◆ **Task**: Would it be possible to quote, exactly and in full, the lines from the one with "Task: where can the gold mosaic background" through the end of the entries below?

Records from a data source:
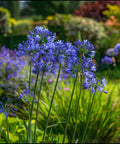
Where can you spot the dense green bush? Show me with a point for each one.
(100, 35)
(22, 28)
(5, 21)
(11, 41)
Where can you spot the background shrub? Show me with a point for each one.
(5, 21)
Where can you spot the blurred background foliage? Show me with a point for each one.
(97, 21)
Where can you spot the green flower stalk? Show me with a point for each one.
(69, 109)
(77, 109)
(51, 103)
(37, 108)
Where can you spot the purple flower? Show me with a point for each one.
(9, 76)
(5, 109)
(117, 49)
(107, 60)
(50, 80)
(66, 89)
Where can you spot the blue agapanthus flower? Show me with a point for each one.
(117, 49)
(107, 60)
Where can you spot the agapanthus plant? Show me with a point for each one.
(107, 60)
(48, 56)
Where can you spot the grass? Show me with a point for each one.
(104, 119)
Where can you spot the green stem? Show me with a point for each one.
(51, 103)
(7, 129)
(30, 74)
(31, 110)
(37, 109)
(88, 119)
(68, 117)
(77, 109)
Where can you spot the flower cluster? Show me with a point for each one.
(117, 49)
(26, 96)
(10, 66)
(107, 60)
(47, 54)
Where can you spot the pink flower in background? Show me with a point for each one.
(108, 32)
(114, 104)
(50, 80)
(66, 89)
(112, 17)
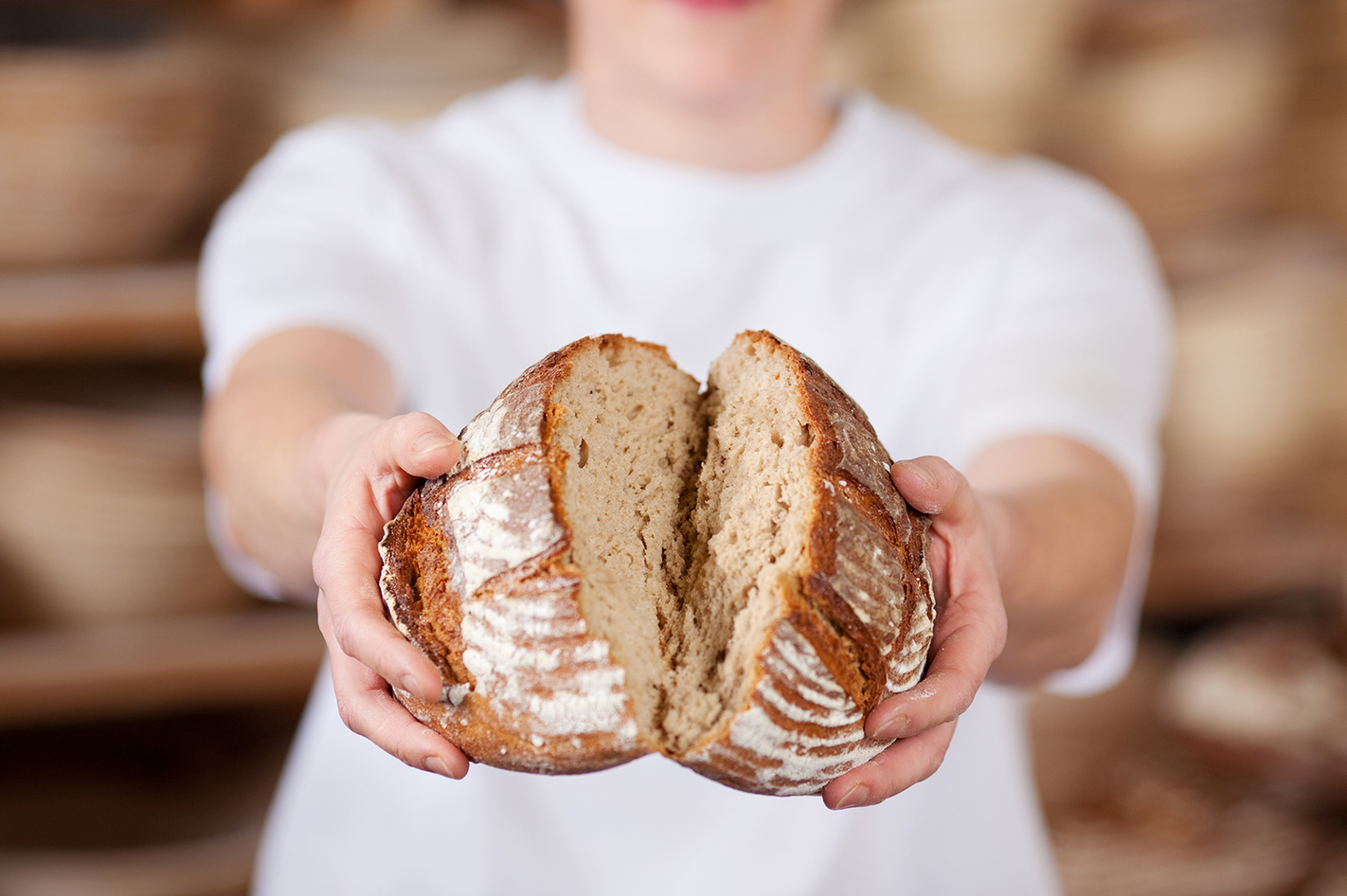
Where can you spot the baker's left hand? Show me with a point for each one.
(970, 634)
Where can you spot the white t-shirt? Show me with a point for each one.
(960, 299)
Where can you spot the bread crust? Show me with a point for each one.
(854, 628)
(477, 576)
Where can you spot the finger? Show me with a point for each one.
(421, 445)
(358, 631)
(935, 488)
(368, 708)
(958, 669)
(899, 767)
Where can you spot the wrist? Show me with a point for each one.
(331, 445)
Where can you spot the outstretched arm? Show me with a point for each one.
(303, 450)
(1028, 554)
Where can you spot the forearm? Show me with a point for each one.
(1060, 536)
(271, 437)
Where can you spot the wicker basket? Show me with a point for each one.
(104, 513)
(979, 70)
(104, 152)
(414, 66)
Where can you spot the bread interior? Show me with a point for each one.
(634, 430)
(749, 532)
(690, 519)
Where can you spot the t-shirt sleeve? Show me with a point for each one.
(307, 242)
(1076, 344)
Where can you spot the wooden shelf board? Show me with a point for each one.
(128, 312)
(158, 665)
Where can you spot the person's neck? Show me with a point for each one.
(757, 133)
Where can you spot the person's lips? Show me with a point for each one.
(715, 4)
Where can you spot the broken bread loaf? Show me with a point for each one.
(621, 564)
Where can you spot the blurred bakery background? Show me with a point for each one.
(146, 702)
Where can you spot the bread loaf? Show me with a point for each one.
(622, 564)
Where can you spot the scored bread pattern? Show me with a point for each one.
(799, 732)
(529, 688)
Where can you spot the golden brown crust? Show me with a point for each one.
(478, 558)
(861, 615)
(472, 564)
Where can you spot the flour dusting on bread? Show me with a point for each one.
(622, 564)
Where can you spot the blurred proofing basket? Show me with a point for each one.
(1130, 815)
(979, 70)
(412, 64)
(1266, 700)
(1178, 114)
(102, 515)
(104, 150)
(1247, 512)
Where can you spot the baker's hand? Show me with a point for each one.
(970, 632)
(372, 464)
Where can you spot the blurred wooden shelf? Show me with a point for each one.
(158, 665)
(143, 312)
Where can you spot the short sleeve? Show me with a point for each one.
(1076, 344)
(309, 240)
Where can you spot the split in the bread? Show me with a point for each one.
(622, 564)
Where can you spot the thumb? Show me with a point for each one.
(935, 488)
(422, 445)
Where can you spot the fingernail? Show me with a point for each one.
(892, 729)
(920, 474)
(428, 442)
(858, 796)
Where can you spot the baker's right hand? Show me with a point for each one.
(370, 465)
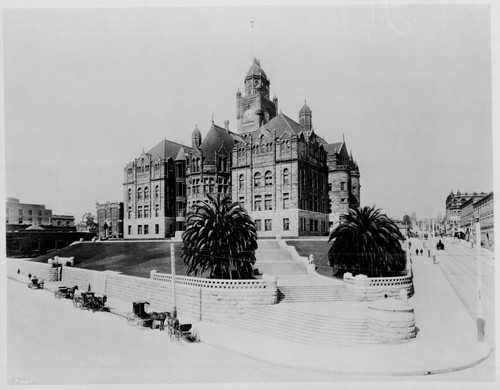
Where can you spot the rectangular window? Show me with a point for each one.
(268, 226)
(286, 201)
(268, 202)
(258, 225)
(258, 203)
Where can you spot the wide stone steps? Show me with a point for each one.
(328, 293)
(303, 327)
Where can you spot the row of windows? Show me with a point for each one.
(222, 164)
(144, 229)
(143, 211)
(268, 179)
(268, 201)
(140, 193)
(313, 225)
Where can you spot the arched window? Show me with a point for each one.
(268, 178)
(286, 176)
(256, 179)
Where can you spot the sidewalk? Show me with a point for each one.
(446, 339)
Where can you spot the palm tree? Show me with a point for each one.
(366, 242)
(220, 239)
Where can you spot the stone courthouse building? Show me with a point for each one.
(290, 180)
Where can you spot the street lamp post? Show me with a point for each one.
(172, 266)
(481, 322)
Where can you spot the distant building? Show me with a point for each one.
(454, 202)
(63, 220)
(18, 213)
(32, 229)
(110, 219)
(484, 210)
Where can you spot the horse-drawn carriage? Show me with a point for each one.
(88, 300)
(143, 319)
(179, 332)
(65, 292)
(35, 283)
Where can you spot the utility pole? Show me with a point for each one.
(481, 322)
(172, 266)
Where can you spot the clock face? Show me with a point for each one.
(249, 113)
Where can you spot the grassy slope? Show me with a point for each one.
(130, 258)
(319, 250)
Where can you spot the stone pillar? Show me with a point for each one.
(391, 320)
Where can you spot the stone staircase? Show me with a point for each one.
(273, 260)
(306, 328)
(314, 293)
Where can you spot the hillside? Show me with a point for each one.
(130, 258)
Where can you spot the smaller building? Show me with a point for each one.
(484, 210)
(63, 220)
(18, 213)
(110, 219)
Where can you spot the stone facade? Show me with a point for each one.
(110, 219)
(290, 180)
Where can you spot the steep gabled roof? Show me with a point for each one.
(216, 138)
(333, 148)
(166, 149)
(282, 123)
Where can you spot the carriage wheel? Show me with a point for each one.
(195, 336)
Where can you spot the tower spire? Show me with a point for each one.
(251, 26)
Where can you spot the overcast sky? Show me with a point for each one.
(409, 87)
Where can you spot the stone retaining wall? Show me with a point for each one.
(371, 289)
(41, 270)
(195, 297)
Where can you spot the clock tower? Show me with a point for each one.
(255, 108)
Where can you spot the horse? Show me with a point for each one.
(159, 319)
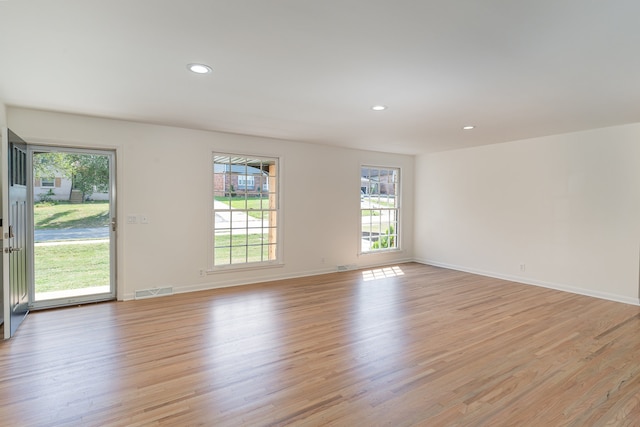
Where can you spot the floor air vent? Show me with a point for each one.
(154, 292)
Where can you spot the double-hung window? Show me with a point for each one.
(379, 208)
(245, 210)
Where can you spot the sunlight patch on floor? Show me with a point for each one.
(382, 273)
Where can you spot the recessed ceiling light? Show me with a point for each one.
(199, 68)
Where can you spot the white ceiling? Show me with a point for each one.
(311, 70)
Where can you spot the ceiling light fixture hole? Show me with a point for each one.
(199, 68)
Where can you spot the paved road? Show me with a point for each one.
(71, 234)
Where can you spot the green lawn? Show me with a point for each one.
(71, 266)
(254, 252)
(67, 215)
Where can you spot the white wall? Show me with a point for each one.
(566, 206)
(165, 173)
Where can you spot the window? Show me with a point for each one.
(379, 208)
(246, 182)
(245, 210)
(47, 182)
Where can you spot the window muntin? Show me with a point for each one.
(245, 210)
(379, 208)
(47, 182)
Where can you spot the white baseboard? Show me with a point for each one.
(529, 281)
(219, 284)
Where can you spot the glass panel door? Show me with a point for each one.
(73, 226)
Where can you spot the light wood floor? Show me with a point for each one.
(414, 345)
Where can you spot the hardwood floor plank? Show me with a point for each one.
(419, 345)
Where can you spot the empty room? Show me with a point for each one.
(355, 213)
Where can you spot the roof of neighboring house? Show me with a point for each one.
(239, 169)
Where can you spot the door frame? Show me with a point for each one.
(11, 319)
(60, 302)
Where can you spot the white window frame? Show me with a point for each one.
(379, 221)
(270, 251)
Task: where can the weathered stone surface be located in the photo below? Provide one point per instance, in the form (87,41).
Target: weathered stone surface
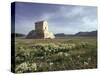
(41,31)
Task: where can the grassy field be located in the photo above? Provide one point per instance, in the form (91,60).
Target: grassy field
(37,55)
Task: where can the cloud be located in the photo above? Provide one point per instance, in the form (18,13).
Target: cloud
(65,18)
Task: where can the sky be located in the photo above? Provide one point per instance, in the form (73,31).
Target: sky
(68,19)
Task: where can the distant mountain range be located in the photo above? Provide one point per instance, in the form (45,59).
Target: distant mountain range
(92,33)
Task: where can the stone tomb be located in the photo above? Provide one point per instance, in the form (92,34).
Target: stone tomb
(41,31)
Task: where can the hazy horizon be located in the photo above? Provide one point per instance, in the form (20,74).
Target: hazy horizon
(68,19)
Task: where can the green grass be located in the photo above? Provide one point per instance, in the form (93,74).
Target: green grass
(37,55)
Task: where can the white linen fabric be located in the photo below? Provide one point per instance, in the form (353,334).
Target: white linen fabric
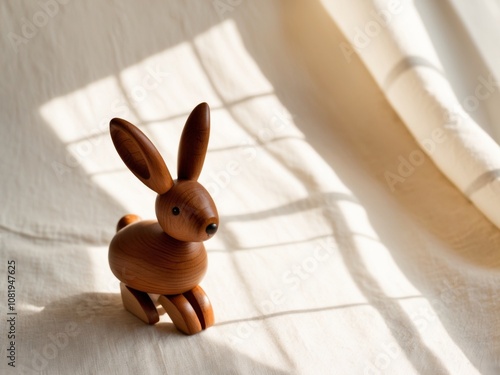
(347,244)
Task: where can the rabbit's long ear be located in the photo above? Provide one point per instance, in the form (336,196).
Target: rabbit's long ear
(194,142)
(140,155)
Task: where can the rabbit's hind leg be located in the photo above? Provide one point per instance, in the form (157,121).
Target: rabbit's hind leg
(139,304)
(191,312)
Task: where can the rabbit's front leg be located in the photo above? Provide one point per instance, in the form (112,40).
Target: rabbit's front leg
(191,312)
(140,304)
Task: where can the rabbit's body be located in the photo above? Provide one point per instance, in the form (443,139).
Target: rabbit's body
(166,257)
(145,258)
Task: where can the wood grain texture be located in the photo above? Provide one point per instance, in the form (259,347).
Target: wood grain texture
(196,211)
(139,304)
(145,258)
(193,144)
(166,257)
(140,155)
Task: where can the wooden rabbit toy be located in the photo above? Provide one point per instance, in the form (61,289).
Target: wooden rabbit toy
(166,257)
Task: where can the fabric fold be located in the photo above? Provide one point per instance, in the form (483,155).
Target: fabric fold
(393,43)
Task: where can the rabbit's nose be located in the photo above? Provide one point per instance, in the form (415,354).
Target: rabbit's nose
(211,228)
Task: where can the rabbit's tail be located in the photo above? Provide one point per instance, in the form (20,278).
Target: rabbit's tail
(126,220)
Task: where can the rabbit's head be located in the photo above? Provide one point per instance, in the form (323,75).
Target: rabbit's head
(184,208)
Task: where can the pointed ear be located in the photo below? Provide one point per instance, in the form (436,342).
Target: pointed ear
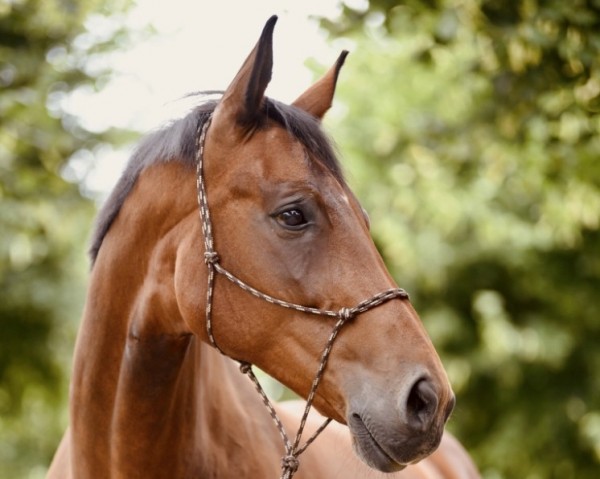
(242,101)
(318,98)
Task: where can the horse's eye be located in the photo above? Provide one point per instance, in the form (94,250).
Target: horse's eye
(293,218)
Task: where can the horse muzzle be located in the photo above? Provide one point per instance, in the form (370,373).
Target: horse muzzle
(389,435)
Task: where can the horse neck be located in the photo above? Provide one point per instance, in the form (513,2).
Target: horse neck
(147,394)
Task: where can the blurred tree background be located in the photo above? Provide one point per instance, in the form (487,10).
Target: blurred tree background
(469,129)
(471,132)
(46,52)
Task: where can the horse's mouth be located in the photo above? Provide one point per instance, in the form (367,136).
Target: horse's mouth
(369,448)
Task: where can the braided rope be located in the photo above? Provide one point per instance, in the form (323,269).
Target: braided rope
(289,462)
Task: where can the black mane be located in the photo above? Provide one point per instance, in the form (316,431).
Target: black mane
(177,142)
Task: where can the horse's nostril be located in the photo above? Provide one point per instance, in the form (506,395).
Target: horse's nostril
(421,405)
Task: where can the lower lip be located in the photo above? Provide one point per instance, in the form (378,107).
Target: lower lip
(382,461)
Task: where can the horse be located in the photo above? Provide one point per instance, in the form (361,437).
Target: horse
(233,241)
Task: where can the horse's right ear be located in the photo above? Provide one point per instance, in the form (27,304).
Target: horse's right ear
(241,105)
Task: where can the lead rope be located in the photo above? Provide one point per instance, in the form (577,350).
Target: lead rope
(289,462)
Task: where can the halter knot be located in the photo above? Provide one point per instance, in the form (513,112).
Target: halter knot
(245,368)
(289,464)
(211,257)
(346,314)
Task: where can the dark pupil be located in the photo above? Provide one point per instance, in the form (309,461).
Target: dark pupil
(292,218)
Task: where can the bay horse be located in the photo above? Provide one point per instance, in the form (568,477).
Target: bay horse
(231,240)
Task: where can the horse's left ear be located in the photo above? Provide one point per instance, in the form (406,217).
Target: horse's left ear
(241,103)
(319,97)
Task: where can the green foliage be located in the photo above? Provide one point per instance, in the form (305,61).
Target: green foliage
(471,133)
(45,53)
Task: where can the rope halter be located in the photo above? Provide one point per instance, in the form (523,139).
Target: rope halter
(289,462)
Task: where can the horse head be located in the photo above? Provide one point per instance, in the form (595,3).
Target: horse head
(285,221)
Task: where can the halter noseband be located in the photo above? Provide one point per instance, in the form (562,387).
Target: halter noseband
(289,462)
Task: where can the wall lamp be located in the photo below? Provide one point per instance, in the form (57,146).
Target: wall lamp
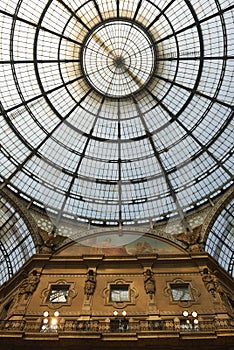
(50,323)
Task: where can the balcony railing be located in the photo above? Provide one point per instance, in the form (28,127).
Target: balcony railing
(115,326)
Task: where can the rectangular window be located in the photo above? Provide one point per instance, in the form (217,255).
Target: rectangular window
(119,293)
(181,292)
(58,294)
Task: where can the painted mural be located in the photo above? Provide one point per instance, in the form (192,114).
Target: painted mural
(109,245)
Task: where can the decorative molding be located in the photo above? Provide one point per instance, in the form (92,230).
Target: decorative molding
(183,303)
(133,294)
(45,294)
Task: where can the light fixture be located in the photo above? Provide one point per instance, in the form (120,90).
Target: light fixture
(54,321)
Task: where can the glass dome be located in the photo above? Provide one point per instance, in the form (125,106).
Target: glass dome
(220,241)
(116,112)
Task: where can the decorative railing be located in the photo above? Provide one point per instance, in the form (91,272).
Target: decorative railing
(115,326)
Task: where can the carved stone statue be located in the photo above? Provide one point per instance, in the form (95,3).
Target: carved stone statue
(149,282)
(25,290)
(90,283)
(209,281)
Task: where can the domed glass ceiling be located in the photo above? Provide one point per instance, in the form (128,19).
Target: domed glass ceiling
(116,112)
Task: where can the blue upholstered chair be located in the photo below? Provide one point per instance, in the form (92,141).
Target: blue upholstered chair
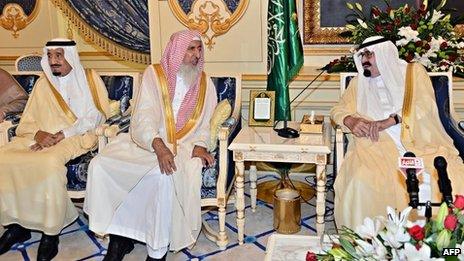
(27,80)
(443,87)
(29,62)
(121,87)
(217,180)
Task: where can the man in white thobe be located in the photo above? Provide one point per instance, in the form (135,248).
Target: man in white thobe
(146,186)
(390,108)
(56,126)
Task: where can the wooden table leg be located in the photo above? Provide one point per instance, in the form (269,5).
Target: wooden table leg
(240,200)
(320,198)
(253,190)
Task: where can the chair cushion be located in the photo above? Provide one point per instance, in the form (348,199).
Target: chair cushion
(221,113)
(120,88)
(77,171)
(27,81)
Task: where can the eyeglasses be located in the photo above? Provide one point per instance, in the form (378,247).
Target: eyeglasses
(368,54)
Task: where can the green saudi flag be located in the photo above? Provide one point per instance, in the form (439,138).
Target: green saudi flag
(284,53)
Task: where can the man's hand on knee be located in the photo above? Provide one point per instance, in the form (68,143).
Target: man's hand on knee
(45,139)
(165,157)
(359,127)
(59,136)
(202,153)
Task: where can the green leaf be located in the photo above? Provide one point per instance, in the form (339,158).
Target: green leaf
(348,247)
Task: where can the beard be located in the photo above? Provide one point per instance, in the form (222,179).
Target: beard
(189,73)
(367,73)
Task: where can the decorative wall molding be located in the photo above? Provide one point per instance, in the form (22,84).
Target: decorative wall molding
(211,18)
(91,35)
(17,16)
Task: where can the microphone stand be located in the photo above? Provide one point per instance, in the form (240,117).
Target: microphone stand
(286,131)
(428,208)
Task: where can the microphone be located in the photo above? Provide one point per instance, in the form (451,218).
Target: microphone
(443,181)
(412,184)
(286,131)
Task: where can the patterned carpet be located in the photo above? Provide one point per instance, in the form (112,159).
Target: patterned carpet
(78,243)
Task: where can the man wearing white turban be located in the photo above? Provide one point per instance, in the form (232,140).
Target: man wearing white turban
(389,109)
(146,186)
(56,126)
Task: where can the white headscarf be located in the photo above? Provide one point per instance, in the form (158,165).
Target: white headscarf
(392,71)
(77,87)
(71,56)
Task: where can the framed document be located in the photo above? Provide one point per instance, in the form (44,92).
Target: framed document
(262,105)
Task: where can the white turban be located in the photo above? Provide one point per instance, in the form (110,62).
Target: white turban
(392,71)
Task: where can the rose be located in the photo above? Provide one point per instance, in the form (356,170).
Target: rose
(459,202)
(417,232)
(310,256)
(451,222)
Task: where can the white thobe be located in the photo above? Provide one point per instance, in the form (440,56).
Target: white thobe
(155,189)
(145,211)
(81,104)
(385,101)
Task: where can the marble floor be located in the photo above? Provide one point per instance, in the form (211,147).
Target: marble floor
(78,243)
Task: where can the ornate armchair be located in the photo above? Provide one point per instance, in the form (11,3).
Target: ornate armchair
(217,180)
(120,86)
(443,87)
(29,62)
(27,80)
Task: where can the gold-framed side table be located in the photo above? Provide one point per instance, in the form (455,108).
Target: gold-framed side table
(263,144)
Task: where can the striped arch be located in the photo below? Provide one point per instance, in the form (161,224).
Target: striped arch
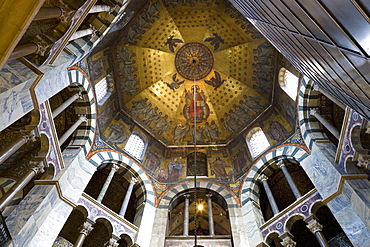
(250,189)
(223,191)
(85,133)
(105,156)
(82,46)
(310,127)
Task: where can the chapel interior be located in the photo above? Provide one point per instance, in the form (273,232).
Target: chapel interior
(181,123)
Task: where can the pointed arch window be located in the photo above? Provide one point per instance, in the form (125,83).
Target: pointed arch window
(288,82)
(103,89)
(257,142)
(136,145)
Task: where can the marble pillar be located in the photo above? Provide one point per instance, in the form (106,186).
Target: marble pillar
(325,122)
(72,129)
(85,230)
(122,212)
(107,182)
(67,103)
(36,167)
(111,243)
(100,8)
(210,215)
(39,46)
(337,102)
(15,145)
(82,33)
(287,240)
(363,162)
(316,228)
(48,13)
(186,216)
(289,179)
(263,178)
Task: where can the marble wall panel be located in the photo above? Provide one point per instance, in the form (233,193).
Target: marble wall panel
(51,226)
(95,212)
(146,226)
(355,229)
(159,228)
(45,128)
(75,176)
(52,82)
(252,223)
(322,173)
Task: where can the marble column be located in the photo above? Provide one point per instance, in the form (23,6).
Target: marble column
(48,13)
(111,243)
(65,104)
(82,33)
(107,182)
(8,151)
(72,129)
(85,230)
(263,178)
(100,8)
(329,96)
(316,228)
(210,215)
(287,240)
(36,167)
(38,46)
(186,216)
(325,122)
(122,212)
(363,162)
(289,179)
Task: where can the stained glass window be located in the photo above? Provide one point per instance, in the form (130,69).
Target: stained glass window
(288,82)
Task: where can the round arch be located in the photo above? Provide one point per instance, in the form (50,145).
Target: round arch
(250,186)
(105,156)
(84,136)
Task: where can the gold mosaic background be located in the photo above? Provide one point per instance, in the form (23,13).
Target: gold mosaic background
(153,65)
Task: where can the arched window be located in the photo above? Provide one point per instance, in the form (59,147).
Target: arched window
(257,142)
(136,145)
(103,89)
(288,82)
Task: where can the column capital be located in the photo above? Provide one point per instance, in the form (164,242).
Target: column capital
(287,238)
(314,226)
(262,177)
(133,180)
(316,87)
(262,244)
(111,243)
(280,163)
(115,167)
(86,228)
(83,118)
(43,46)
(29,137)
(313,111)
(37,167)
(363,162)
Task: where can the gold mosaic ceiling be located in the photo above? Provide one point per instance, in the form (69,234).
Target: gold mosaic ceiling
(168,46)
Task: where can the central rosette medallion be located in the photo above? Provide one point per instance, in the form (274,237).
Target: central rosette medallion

◆ **Answer in full**:
Task: where can the gold mosaic background be located in the photo above? Provide one point per instance, in the form (23,13).
Target: gold mosaic background
(153,65)
Task: where can the arched window be located in the photo above? Provide one point per instance, in the form (59,147).
Target: arched window
(257,142)
(136,145)
(103,89)
(288,82)
Task: where can the column capital be located in the photo above? Provide one point per instance, in the form (164,242).
Target: column capital
(287,238)
(314,226)
(262,177)
(133,180)
(316,87)
(262,244)
(111,243)
(280,163)
(115,167)
(86,228)
(83,118)
(43,46)
(29,137)
(313,111)
(37,167)
(363,162)
Task: where can the gold mosaic ceiling be located in the photo above? Provide one point per instance, in the form (69,234).
Target: gold mosaic ceiling
(168,46)
Task: where can the central rosette medallion be located in the photo above? Provide one point per instance, in the form (274,237).
Target: central rosette medallion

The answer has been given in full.